Dataset records about object locations
====

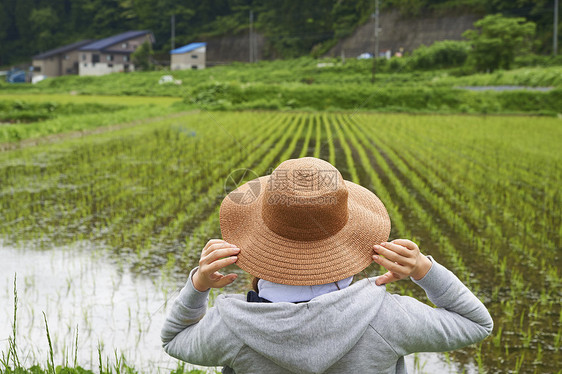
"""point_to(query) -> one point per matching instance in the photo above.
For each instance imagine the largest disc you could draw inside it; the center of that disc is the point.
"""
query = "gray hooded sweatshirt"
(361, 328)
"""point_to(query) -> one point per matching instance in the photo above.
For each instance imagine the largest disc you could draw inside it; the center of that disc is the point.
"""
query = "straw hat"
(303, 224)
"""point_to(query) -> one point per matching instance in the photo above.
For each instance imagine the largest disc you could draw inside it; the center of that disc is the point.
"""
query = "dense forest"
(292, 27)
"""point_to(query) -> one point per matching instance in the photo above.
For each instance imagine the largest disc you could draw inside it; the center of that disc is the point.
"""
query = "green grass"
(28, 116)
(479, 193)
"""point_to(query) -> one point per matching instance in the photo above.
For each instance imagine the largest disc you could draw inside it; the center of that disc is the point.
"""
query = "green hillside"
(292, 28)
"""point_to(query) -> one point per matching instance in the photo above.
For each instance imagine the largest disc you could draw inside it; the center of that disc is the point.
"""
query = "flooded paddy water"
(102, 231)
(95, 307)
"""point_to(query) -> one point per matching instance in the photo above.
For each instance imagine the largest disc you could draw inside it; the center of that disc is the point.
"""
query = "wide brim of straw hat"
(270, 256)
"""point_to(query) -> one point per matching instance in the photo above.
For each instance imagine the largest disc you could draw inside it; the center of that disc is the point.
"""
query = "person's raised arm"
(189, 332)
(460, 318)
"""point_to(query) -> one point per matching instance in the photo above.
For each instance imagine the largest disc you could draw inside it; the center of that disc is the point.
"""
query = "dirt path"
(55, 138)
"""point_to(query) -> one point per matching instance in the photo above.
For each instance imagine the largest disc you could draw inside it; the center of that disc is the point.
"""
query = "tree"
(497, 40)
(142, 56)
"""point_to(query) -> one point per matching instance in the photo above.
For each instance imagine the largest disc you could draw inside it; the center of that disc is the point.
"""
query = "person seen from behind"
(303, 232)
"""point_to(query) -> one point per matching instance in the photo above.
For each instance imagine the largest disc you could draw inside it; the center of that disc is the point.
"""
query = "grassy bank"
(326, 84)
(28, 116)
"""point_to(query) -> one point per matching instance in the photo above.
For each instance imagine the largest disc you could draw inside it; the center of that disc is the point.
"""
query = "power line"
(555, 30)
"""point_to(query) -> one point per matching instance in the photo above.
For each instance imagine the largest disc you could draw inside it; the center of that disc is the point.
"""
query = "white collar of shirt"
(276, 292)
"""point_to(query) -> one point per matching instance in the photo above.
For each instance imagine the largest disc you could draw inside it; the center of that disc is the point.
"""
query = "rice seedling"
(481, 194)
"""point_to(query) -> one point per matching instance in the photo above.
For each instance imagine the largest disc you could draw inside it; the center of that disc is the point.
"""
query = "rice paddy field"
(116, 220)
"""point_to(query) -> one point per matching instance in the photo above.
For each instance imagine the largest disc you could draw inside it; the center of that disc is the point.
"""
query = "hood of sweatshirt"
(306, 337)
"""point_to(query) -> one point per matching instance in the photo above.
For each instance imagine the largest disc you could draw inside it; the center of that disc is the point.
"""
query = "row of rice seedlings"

====

• _What you should do_
Using the records above, retype everything exactly except the pictures.

• _Expected output_
"""point_to(query) -> one point per matching instance in the photo above.
For each instance imagine the largest disc you could draw inside it; the center of that disc is the point.
"""
query = "gray hooded sweatshirt"
(361, 328)
"""point_to(query) -> one point per matching instance in the photo above.
For each instance imagine the largest disc you could draw inside it; the center of that disc is the point.
"""
query = "straw hat"
(303, 224)
"""point_to(query) -> one point per matching instance in the photo above.
For each instance imagine the largest disc you could draw inside it; the center of that disc is the point.
"""
query = "dense forest"
(292, 27)
"""point_to(query) -> one point per matching instance in the photo above.
For each instance imagine the largest disc you could draw inside it; the center of that disc is the point.
"""
query = "green grass"
(28, 116)
(479, 193)
"""point_to(query) -> one point per matching instance in the photo above.
For each instance imagine the largest disc you could draw inside it; the center of that disc is the point.
"""
query = "green hillside"
(292, 28)
"""point_to(query) -> one point per matching instance in the photo above.
For each instance imagine the largest disc you could draw inside it; the center of that disc is the point.
"""
query = "flooded paddy water"
(102, 231)
(95, 307)
"""point_to(query) -> one point per matching instance in the photo above.
For each instance imagine the largest disc you could draw inside it; the center of that disc is the point.
"""
query = "wide brim of straw hat"
(270, 256)
"""point_to(query) -> one point per matching instance in the photo above.
For each instance imagine the largest disc you could draw inside it; the center of that disc is the point.
"""
query = "person's raised arm"
(189, 332)
(460, 318)
"""point_to(query) -> one point per matching instance in the photo above.
For each instance imagine the largest disc you could draw inside it; the center of that disc is the point.
"""
query = "dirt path"
(55, 138)
"""point_to(query) -> one point per matching instance in the photo above.
For each instance imagine the largest disc you could draw inside it; the center of that disc is the point.
"""
query = "tree"
(497, 40)
(142, 56)
"""point_to(query) -> one point per matching instance in the photo above.
For each instance imagine the largest disc you could draw inside it; the center of that disc is the point.
"""
query = "person seen from behind"
(303, 232)
"""point_to(query) -> one point per matching instance in the photo above.
For each instance imagine the largest disc you could draw inside it; the center of that disc is the point.
"""
query = "grassy bank"
(326, 84)
(28, 116)
"""point_to(query) -> one point per matching instance in the photo above.
For each instance imagine the largest disc you could draw inside it; the center of that disc is the point.
"""
query = "power line"
(555, 30)
"""point_to(query) -> one point per matching instance in the photo above.
For each instance imagine the largest disc you could draw inside it; the center of that disc is the point.
"""
query = "white collar of shirt"
(276, 292)
"""point_to(query) -> one point per matching instance in the photo above.
For each instance imagine the largest disc you could draw inside it; the center of that disc is the point.
"""
query = "rice seedling"
(481, 194)
"""point_to(query) -> one point per matching instance in the photo above.
For each instance imagine the largest disc you could draw inside it; the center of that disc is the point.
"""
query = "rice paddy field"
(116, 220)
"""point_to(query) -> one point per matching instance in the photo above.
For each instance imagine the largest disc you could draw inside it; the center of that disc is the point.
"""
query = "hood of sweatshirt"
(306, 337)
"""point_to(query) -> one point per matching instance in the photo above.
For each instance imagine the largest disc you could draw inside it; the center of that disc is the point.
"""
query = "row of rice seedlings"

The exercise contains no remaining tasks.